**OBJECTIVE:**
Return each line of the rows below that contains the string "trunk".

Position annotation records
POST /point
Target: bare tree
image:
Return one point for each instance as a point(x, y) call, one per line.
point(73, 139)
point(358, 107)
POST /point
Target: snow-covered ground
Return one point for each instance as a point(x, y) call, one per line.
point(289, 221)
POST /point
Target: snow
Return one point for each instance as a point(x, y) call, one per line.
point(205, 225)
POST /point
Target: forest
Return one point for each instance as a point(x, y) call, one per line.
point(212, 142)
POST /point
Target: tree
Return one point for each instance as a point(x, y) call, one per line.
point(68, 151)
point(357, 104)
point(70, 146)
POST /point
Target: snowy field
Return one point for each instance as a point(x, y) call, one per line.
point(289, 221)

...

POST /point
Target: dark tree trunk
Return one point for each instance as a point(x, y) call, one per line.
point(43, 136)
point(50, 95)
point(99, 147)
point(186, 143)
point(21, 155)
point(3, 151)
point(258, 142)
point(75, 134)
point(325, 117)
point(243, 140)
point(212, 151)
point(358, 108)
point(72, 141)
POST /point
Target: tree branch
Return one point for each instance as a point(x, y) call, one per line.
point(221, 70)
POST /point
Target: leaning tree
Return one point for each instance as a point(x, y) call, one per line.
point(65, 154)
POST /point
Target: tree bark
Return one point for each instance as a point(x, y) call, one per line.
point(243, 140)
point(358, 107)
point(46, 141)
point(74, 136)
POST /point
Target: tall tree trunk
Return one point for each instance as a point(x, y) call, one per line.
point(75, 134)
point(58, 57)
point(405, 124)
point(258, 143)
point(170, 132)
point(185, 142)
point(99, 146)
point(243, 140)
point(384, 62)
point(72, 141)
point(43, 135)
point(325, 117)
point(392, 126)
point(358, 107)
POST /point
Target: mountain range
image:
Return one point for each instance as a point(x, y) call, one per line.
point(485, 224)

**FULL OUTPUT:**
Target: dark tree trunk
Target: tall tree trunk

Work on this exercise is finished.